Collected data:
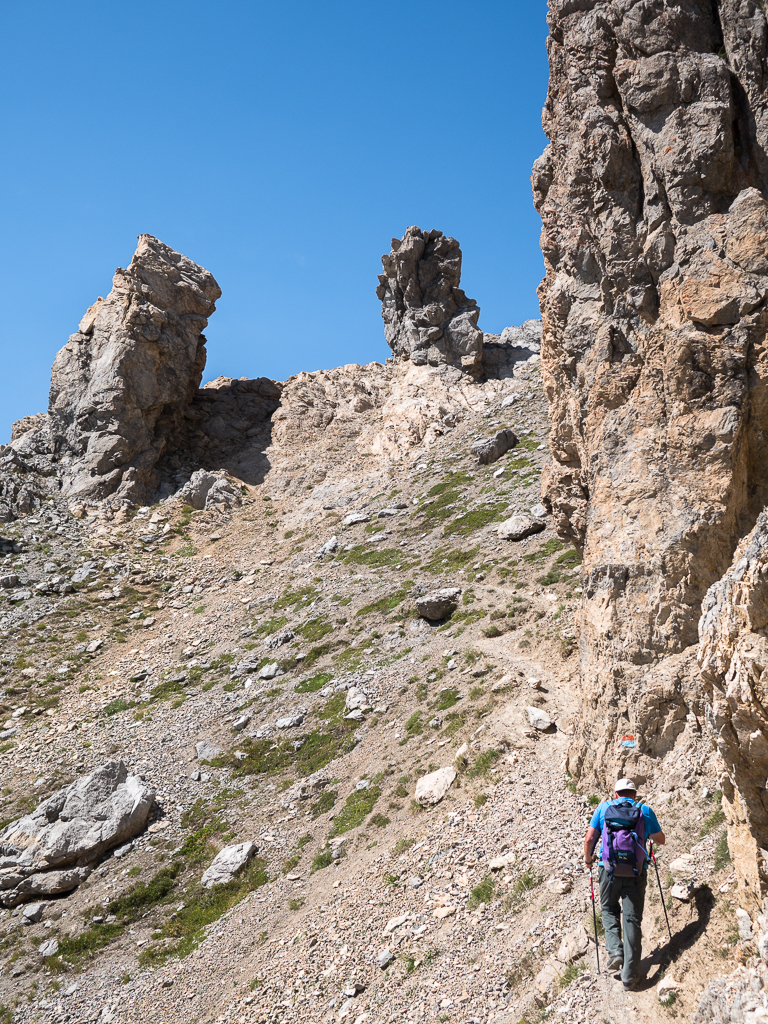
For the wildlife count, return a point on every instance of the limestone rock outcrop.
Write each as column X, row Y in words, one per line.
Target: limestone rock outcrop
column 121, row 384
column 427, row 317
column 733, row 657
column 653, row 348
column 54, row 849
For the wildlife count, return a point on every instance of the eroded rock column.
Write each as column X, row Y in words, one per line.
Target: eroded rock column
column 121, row 384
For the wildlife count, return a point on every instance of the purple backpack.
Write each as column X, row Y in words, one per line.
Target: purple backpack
column 624, row 839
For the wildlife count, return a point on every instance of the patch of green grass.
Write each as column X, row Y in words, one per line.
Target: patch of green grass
column 270, row 626
column 387, row 604
column 198, row 848
column 145, row 895
column 414, row 726
column 455, row 720
column 315, row 629
column 186, row 927
column 321, row 860
column 76, row 948
column 475, row 519
column 482, row 892
column 264, row 757
column 117, row 706
column 304, row 595
column 544, row 550
column 357, row 806
column 448, row 559
column 483, row 763
column 377, row 557
column 569, row 975
column 313, row 684
column 446, row 698
column 525, row 883
column 568, row 558
column 324, row 803
column 722, row 853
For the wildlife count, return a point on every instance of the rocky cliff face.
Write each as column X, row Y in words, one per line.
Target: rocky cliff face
column 120, row 386
column 427, row 317
column 654, row 230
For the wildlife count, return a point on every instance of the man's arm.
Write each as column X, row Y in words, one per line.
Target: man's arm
column 590, row 841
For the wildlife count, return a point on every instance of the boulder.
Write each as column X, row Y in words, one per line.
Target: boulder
column 328, row 548
column 226, row 863
column 489, row 450
column 207, row 751
column 205, row 489
column 356, row 699
column 431, row 788
column 539, row 719
column 519, row 526
column 122, row 384
column 502, row 862
column 668, row 989
column 427, row 317
column 53, row 849
column 439, row 603
column 573, row 944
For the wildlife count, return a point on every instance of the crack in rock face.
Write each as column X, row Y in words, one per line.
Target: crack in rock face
column 427, row 317
column 654, row 225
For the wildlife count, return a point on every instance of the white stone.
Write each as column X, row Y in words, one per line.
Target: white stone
column 431, row 788
column 539, row 719
column 666, row 987
column 574, row 944
column 226, row 863
column 519, row 526
column 206, row 751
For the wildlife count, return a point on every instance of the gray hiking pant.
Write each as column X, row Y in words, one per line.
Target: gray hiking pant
column 625, row 899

- What to work on
Edit all the records so that every "wildlife count" becomes "field survey", keeping everything else the same and leaving the pictures out of your answer.

- Solution for this problem
For the field survey, return a point on every instance of the limestone rock outcrop.
Write each as column X, row Y in words, one per line.
Target: limestone rock outcrop
column 121, row 384
column 427, row 317
column 733, row 657
column 653, row 348
column 54, row 849
For the field survey, return a point on every instance of the eroded rock column.
Write each as column X, row Y in words, one per line.
Target: eroded rock column
column 121, row 384
For the field survey, return a point on every instance of the purple backpack.
Write each as column X, row Y in words, one per line.
Target: purple backpack
column 624, row 839
For the field survey, return a point on every instance of the patch of green grass.
Write each as column X, row Y in words, one per line.
Target: patch of green grass
column 270, row 626
column 387, row 604
column 198, row 848
column 145, row 895
column 414, row 726
column 455, row 720
column 315, row 629
column 186, row 927
column 321, row 860
column 76, row 948
column 475, row 519
column 482, row 892
column 264, row 757
column 117, row 706
column 304, row 595
column 544, row 550
column 357, row 806
column 448, row 559
column 483, row 763
column 377, row 557
column 569, row 975
column 313, row 684
column 446, row 698
column 525, row 883
column 568, row 558
column 324, row 803
column 722, row 853
For the field survey, return a point on every instance of the rocky cliff face.
Write each as column X, row Y in words, one per line.
Target: rocky cliff face
column 120, row 386
column 427, row 317
column 654, row 230
For the field survey, return a point on every instance of the man's arm.
Write each as column X, row Y in words, one per line.
Target: man's arm
column 590, row 841
For the field survey, return a point on every instance of the boulder.
Write each as column X, row Y in words, one per line.
Target: boulder
column 328, row 548
column 226, row 863
column 489, row 450
column 207, row 751
column 205, row 489
column 356, row 699
column 431, row 788
column 539, row 719
column 519, row 526
column 122, row 384
column 502, row 862
column 668, row 989
column 427, row 317
column 53, row 849
column 439, row 603
column 573, row 944
For the field survey, return a point on every instance of the crack in rock face.
Write each as column X, row Y in words, one per line.
Target: crack in rock face
column 427, row 317
column 654, row 225
For the field survey, return a point on every instance of the white stone.
Write each as column X, row Y in words, one per line.
Target: white stone
column 431, row 788
column 539, row 719
column 666, row 987
column 574, row 944
column 226, row 863
column 519, row 526
column 206, row 751
For the field survey, return a point on every instance of the gray hiking pant.
Write each as column X, row Y in words, one per line.
Target: gray hiking pant
column 625, row 899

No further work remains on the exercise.